— BEGIN MATERIAL PROVIDED —
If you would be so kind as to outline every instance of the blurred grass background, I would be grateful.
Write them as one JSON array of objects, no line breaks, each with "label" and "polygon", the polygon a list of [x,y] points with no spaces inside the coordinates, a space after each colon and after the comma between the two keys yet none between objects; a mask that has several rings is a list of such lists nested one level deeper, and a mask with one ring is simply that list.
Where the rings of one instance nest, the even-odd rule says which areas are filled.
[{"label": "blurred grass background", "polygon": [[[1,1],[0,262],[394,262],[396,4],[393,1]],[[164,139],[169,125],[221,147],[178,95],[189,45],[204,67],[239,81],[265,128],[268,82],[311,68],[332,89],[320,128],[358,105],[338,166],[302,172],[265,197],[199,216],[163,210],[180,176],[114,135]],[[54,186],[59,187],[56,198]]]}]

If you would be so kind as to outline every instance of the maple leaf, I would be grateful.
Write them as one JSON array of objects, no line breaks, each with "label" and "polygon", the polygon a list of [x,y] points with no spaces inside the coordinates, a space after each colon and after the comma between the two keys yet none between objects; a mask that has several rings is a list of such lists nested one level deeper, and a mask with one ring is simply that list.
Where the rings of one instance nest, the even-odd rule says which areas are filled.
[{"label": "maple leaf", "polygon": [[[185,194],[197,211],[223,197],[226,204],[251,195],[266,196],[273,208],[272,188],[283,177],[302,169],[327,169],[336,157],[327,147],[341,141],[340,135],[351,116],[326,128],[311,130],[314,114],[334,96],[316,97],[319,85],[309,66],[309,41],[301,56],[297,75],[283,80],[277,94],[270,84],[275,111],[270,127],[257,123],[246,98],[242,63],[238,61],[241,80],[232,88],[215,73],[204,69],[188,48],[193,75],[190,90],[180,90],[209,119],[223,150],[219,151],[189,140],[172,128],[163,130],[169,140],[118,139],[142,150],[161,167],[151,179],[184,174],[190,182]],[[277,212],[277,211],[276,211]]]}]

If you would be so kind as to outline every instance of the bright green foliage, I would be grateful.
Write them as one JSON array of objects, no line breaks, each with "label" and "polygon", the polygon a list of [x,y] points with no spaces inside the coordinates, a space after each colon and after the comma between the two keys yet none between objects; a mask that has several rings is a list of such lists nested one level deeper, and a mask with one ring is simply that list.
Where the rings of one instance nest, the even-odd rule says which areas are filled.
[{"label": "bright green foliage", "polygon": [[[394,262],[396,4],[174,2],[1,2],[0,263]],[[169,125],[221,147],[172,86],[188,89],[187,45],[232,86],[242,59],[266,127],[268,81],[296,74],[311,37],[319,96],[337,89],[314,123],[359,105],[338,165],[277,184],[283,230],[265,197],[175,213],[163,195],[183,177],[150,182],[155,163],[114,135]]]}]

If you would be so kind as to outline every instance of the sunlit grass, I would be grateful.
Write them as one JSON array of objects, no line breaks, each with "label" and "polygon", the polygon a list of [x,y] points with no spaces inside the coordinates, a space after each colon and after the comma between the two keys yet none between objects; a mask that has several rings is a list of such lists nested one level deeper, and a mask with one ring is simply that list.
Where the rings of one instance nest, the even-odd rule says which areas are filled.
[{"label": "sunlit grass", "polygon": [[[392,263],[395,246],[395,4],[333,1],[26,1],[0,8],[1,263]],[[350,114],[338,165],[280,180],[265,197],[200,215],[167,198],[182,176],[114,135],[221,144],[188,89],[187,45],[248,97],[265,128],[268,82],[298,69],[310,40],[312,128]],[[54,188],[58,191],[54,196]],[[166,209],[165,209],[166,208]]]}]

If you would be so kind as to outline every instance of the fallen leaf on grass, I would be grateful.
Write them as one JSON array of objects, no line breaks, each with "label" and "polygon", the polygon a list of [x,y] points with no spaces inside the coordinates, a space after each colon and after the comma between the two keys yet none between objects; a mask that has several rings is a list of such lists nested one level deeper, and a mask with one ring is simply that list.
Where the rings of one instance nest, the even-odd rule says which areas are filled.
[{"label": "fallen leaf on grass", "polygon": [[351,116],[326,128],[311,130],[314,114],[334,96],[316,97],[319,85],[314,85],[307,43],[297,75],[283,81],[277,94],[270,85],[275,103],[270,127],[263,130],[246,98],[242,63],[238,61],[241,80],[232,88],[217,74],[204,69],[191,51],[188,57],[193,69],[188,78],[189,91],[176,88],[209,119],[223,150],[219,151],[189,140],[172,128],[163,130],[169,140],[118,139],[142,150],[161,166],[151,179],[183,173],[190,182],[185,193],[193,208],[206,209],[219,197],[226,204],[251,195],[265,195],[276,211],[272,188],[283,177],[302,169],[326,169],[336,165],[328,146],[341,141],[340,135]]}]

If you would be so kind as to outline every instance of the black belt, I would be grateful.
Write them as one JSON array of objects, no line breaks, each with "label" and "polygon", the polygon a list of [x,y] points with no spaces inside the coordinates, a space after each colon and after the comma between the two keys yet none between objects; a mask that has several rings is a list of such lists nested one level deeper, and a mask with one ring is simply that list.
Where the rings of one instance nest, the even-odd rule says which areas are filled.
— END MATERIAL PROVIDED —
● WHAT THE TASK REQUIRES:
Rewrite all the rows above as a numbered list, leaving out the blank lines.

● ANSWER TO THE TASK:
1. If you would be so kind as to outline every instance of the blurred grass background, I would be grateful.
2. Write them as one JSON array of objects, no line breaks, each with "label" and "polygon", the polygon a list of [x,y] points with no spaces inside the coordinates, a space after each colon and after the comma between the two keys yet none between objects; a mask that has several rings is a list of such lists nested one level deeper, and a mask with one ring is simply that list.
3. Where the rings of one instance nest, the even-odd rule says which areas are filled.
4. [{"label": "blurred grass background", "polygon": [[[1,1],[0,262],[394,262],[396,4],[393,1]],[[164,139],[169,125],[221,147],[178,95],[189,45],[204,67],[239,81],[265,128],[268,82],[311,68],[332,89],[320,128],[358,105],[338,166],[302,172],[265,197],[199,216],[163,210],[180,176],[114,135]],[[54,186],[59,187],[56,198]]]}]
5. If you would be so kind as to outline every instance of the maple leaf, I would be grateful.
6. Write them as one JSON array of objects, no line breaks, each with "label" and "polygon", the polygon a list of [x,y] points with no spaces inside the coordinates, a space after each colon and after the comma between the two keys yet none between objects; a mask that has several rings is a list of such lists nested one level deeper, and a mask with one ring is simply that list.
7. Where the rings of one instance nest, the even-odd rule says which areas are filled.
8. [{"label": "maple leaf", "polygon": [[[185,194],[197,211],[223,197],[226,204],[251,195],[266,196],[273,208],[272,188],[283,177],[302,169],[327,169],[336,157],[327,147],[341,141],[340,135],[351,116],[326,128],[311,130],[314,114],[334,96],[316,97],[319,85],[309,66],[309,41],[301,56],[297,75],[283,80],[277,94],[270,84],[275,111],[270,127],[257,123],[246,98],[242,63],[238,61],[241,80],[232,88],[215,73],[204,69],[188,48],[193,75],[190,90],[180,90],[209,119],[223,150],[219,151],[189,140],[172,128],[163,130],[169,140],[118,139],[142,150],[161,167],[151,179],[184,174],[190,182]],[[277,212],[277,211],[276,211]]]}]
9. If you would be so kind as to outline every instance of the bright green foliage, I would be grateful.
10. Write them as one JSON array of objects, no line breaks, each with "label" and "polygon", the polygon a list of [x,y] points with no spaces inside the coordinates, a space after each colon and after the comma between the two keys yet none between objects; a mask that has several rings is a list of such lists nested one level deeper, and a mask with one ring is simply that list.
11. Where the rings of one instance nest, the even-odd rule says which areas are filled.
12. [{"label": "bright green foliage", "polygon": [[[394,262],[396,4],[174,2],[1,2],[0,263]],[[169,125],[221,147],[172,86],[188,89],[187,45],[232,86],[242,59],[266,127],[268,81],[296,74],[311,37],[319,96],[337,89],[314,123],[359,105],[338,165],[277,184],[283,230],[265,197],[175,213],[163,195],[183,177],[150,182],[155,163],[114,135]]]}]
13. If you would be so kind as to outline every instance of the sunlit grass, I would be grateful.
14. Write them as one JSON array of objects, no line breaks, each with "label" and "polygon", the polygon a list of [x,y] points with no spaces inside the coordinates, a space after each colon and after the comma between the two keys yet none between objects; a mask that has several rings is a list of such lists nested one level deeper, and a mask with one ring is simply that list.
15. Where the rings of one instance nest, the even-odd rule says which areas are filled.
16. [{"label": "sunlit grass", "polygon": [[[392,263],[395,246],[395,4],[333,1],[26,1],[0,8],[1,263]],[[350,114],[338,165],[280,180],[265,197],[200,215],[167,198],[182,176],[114,135],[221,144],[188,89],[187,45],[248,97],[265,128],[268,82],[298,69],[310,40],[312,128]],[[54,188],[58,191],[54,196]],[[166,209],[165,209],[166,208]]]}]
17. If you would be so kind as to outline every instance of the fallen leaf on grass, I would be grateful.
18. Write them as one JSON array of objects, no line breaks, each with "label" and "polygon", the polygon a list of [x,y] points with no spaces inside the coordinates, a space after each colon and after the comma between the two keys yet none between objects; a mask that has several rings is a list of such lists nested one level deeper, and a mask with one ring is simply that list.
19. Where the rings of one instance nest, the even-odd rule says which areas are filled.
20. [{"label": "fallen leaf on grass", "polygon": [[351,116],[326,128],[311,130],[314,114],[334,96],[316,97],[319,85],[314,85],[307,43],[297,75],[283,81],[277,94],[270,85],[275,103],[270,127],[263,130],[246,98],[242,63],[238,61],[241,80],[232,88],[217,74],[204,69],[191,51],[188,57],[193,69],[188,78],[189,91],[176,88],[209,119],[223,150],[219,151],[189,140],[172,128],[163,130],[169,140],[118,139],[142,150],[161,166],[151,179],[183,173],[190,182],[185,193],[193,208],[206,209],[219,197],[226,204],[251,195],[265,195],[276,211],[272,188],[283,177],[302,169],[326,169],[336,165],[328,146],[341,141],[340,135]]}]
21. If you would be so kind as to outline every instance of the black belt, I would be grateful.
22. Write them as one JSON array of objects, no line breaks, each with "label" and "polygon", the polygon a list of [x,y] points with no spaces inside the coordinates, a space after each colon and after the comma between the two keys yet none between objects; a mask that has several rings is a list of such lists nested one level deeper, and a mask with one ring is simply that list.
23. Where the rings of one instance nest, the even-odd rule says which areas are filled.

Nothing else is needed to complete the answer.